=== Tasks to complete ===
**1.** Reproduce a passage of the article header verbatim, starting with "1. Academic Validation" and going on through "13:16:100846. doi: 10.1016/j.jmccpl.2026.100846.".
**2.** Answer these questions from the article header:
(a) In which journal and on what date was the article published?
(b) What street address is given for the Translational Cardiovascular Research Center?
(c) Which university college houses the Department of Nutrition and Integrative Physiology?

1. Academic Validation
  2. Doxorubicin exposure leads to cardiac fibroblast dysregulation and worsens fibrotic remodeling in the pathological heart

Doxorubicin exposure leads to cardiac fibroblast dysregulation and worsens fibrotic remodeling in the pathological heart

  • J Mol Cell Cardiol Plus. 2026 Apr 13:16:100846. doi: 10.1016/j.jmccpl.2026.100846.
Sukriti Bagchi 1 2 Amy Cai 1 Alina S Bilal 3 4 Javier Gamez-Luque 5 Manuel Rosa-Garrido 5 Bethany Patton 1 2 3 4 Mrinalini Kala 2 Christopher C Glembotski 1 2 Erik A Blackwood 3 4
Affiliations

Affiliations

  • 1 Translational Cardiovascular Research Center, University of Arizona College of Medicine-Phoenix, 475 N. 5th Street, Phoenix, AZ, 85004, USA.
  • 2 Department of Internal Medicine, University of Arizona College of Medicine-Phoenix, 475 N. 5th Street, Phoenix, AZ, 85004, USA.
  • 3 Department of Nutrition and Integrative Physiology and the Center for Metabolic Health, University of Utah College of Health, Salt Lake City, UT, USA.

(Extracted data entries)

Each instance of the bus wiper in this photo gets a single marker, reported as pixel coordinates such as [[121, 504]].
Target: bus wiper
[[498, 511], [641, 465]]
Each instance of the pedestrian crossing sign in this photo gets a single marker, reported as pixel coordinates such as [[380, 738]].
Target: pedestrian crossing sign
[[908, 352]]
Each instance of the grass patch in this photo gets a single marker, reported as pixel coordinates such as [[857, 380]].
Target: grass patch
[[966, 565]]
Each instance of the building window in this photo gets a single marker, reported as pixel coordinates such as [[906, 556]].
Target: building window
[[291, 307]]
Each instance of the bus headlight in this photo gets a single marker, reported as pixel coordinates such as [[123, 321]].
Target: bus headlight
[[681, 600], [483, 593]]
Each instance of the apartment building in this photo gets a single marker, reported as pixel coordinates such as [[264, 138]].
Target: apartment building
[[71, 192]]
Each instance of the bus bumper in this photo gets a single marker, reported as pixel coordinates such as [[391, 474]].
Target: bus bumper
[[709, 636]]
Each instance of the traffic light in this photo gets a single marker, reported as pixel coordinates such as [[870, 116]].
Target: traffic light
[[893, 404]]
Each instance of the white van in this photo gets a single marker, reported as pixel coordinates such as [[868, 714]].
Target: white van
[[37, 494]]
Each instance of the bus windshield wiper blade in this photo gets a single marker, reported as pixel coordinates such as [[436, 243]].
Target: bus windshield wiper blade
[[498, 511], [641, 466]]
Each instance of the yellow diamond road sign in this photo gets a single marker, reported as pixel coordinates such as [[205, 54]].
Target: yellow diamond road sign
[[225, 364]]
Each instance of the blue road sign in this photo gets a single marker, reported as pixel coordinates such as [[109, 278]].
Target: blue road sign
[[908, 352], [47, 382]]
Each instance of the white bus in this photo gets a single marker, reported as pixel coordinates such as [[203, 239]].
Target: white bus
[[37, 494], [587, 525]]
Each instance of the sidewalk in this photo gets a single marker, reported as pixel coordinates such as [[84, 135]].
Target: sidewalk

=== Numbered answers ===
**1.**
1. Academic Validation
  2. Doxorubicin exposure leads to cardiac fibroblast dysregulation and worsens fibrotic remodeling in the pathological heart

Doxorubicin exposure leads to cardiac fibroblast dysregulation and worsens fibrotic remodeling in the pathological heart

  • J Mol Cell Cardiol Plus. 2026 Apr 13:16:100846. doi: 10.1016/j.jmccpl.2026.100846.

**2.**
(a) J Mol Cell Cardiol Plus, 2026 Apr 13
(b) 475 N. 5th Street, Phoenix, AZ, 85004, USA
(c) University of Utah College of Health